→ **PAGE EXCERPT**:
Impressed by the rifles made for the US Army, the US Navy contacted Parris-Dunn in June 1942 to order their own rifles that they insisted have bayonet studs, adjustable rear sights, and working triggers with a clicker mechanism; the weapon becoming the USN MK 1 Dummy Training Rifle. The Navy ordered 190,000 for their first order. A plastic copy of the M1905 bayonet and scabbard was manufactured
by the Pro-Phy-Lac-Tic Brush Company who usually manufactured toothbrushes. With walnut in high demand for real rifles, Parris-Dunn used cheaper wood further reducing the cost of the rifles.

Over 500,000 rifles were produced with Parris-Dunn being awarded the Army-Navy ‘E’ Award.

==Postwar==
With the end of the war, the training rifles were sold as surplus. From 1943, Parris had approached the company's chief engineer, Maurice Greiman with the idea of Parris-Dunn manufacturing toy weapon popguns of a Western style that shot corks for the use of children and traveling carnivals. Parris had Cowboy models called Cowboy Pla Guns, Trainerifles, and Shootrite guns in larger sizes for adults to practice cork gun marksmanship indoors.

Dunn retired in 1949 with Parris moving the company to Savannah, Tennessee where it remains.
During the Civil War Centennial the company manufactured replica cork shooting Civil War muskets and pistols.

The company manufactured full size replicas of the M1903 Springfield and smaller sized models for children that featured a working bolt with a dummy bullet, leather sling, the clicker action, and a smaller rubber bayonet similar to the M1 bayonet.

→ **AIM OF THE EXERCISE**: Continue the Parris-Dunn training rifle history from where it stops.

Dataset entries

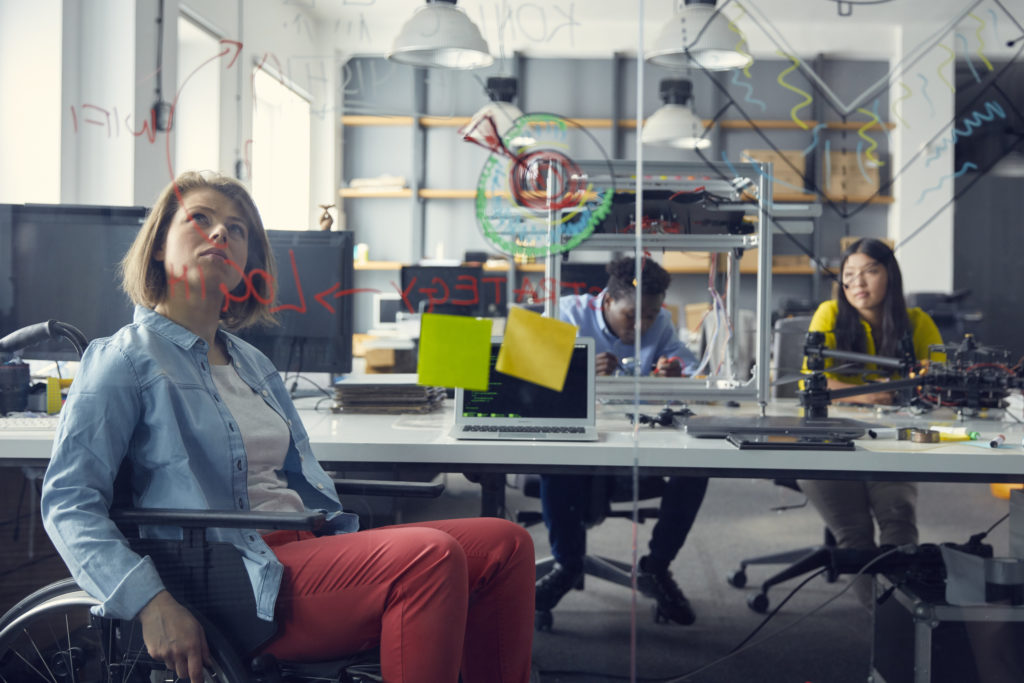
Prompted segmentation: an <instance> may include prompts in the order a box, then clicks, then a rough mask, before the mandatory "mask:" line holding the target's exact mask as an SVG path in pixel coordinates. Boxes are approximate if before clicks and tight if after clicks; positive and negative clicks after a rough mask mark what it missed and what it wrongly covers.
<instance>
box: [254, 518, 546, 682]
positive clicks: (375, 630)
mask: <svg viewBox="0 0 1024 683" xmlns="http://www.w3.org/2000/svg"><path fill="white" fill-rule="evenodd" d="M265 539H266V541H267V543H268V544H269V545H270V547H271V549H272V550H273V553H274V554H275V555H276V557H278V559H279V560H281V562H282V563H283V564H284V565H285V575H284V580H283V583H282V587H281V594H280V596H279V597H278V604H276V608H275V615H276V622H278V624H279V630H278V635H276V636H275V637H274V639H273V640H271V641H270V643H269V644H268V645H267V646H266V647H265V648H264V650H265V651H266V652H269V653H271V654H273V655H275V656H276V657H279V658H281V659H293V660H322V659H331V658H337V657H340V656H343V655H345V654H350V653H352V652H356V651H359V650H364V649H369V648H372V647H375V646H378V645H379V646H380V648H381V667H382V673H383V675H384V680H385V681H387V683H456V682H457V681H458V680H459V673H460V671H461V672H462V677H463V681H464V682H465V683H528V681H529V663H530V653H531V647H532V637H534V582H535V575H536V571H535V568H534V544H532V540H531V539H530V537H529V535H528V533H527V532H526V531H525V530H524V529H523V528H522V527H520V526H519V525H517V524H514V523H512V522H509V521H507V520H504V519H498V518H493V517H477V518H467V519H447V520H440V521H426V522H417V523H415V524H399V525H394V526H384V527H381V528H375V529H368V530H365V531H357V532H355V533H343V535H341V536H332V537H321V538H314V537H312V536H311V535H309V533H308V532H305V531H301V532H298V531H274V532H272V533H268V535H267V536H266V537H265Z"/></svg>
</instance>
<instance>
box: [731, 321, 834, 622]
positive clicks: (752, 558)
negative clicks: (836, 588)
mask: <svg viewBox="0 0 1024 683" xmlns="http://www.w3.org/2000/svg"><path fill="white" fill-rule="evenodd" d="M810 324H811V316H810V315H793V316H790V317H781V318H779V319H777V321H775V325H774V326H773V327H772V353H771V377H772V386H771V396H772V398H786V397H795V396H796V395H797V391H798V389H799V384H798V383H797V382H796V381H793V380H794V378H796V377H797V376H798V375H799V374H800V373H801V370H802V369H803V365H804V338H805V337H806V336H807V328H808V327H809V326H810ZM774 483H775V484H776V485H779V486H783V487H785V488H791V489H793V490H796V492H800V486H799V485H798V484H797V481H796V479H774ZM805 505H807V501H806V499H805V501H804V502H803V503H802V504H800V505H796V506H786V507H784V508H776V510H779V509H788V508H791V507H803V506H805ZM835 547H836V537H834V536H833V533H831V531H829V530H828V529H827V528H825V530H824V541H823V543H822V544H821V545H818V546H808V547H805V548H797V549H794V550H787V551H783V552H779V553H772V554H770V555H762V556H759V557H751V558H746V559H744V560H742V561H740V563H739V567H738V568H736V569H734V570H732V571H731V572H729V573H728V574H727V575H726V582H728V584H729V585H730V586H733V587H735V588H743V587H745V586H746V567H748V566H750V565H756V564H786V565H787V566H786V567H784V568H783V569H781V570H779V571H777V572H776V573H774V574H772V575H771V577H769V578H768V579H767V580H766V581H765V582H764V583H762V584H761V590H760V591H759V592H757V593H754V594H751V595H750V596H748V598H746V604H748V605H749V606H750V608H751V609H753V610H754V611H756V612H758V613H762V614H763V613H765V612H766V611H768V606H769V604H770V602H769V599H768V590H769V589H770V588H771V587H772V586H776V585H778V584H781V583H782V582H784V581H788V580H790V579H793V578H795V577H799V575H801V574H804V573H807V572H809V571H813V570H815V569H818V568H820V567H822V566H825V565H826V562H825V561H824V560H825V559H826V558H827V557H828V553H829V552H830V549H835ZM827 579H828V581H829V582H834V581H836V579H837V577H836V575H833V573H831V572H828V573H827Z"/></svg>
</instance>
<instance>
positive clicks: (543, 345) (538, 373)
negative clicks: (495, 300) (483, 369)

→ **ANSWER SPACE**:
In the 1960s Parris used the cork gun design to make several types of BB guns.

So much of the mail to the Parris Manufacturing Company was missent to Savannah, Georgia that Cecil Parris visited the local post office and had the postmaster add "Catfish Capital of the World" to the postmark.

==Kadets of America==
In 1953 Parris started the idea of Kadet Military Drill Teams that communities could form. Purchasers of Kadet toy weapons would receive a free comic book drawn by Kurt Schaffenberger for Customs Comics Inc. telling the story of an imaginary boy named Bob Duncan who became a Kadet and advanced to the rank of captain. The comic book featured instructions how to do the American manual of arms and offered the full range of Kadet Trainer Rifles, cork firing weapons, rank insignia, and dress and fatigue uniforms for both girls and boys featuring a white riding helmet. The brochure also featured a Kadet Officer's Training School located on a 200 acre farm in Savannah and a Kadet song. From 1953 to around 1970 when the programme ended, the Kadets had over 16,000 members.